Ce mardi 1er février, les prix des carburants en Israël ont augmenté de 5,34 % pour atteindre 1,90€ par litre ou 9,64 dollars par gallon (4,60 à Los Angeles, qui est déjà un tarif prohibitif).
En début de semaine, le ministre des Finances Avigdor Lieberman (Israël Beiteinou) et la ministre de l’Économie Orna Barbivai (Yesh Atid) ont envoyé des lettres aux grands importateurs et fabricants israéliens qui avaient annoncé des hausses de prix :
- S. Schestowitz (biens de consommation et cosmétiques),
- Leiman-Schlussel (produits de boulangerie et confiserie),
- Diplomat (produits alimentaires et soins personnels),
- Ristretto (produits alimentaires),
- Sano (détergents),
- Osem (produits alimentaires) et
- Strauss (produits alimentaires)
Il leur demande ouvertement, dans le genre de langage diplomatique « à la russe » :
« En cette période complexe, on attend de votre entreprise qu’elle prenne ses responsabilités et annonce l’annulation de l’augmentation des prix que vous avez annoncée. »

**DONNÉES SOURCES**:
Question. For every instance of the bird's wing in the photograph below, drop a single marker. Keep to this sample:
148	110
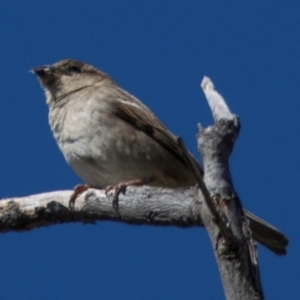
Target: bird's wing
139	116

**CONSIGNE**: Traduisez en anglais cette phrase du texte source : « En cette période complexe, on attend de votre entreprise qu’elle prenne ses responsabilités et annonce l’annulation de l’augmentation des prix que vous avez annoncée. »

**RÉPONSE**: In this complex period, your company is expected to take responsibility and announce the cancellation of the price increase that you announced.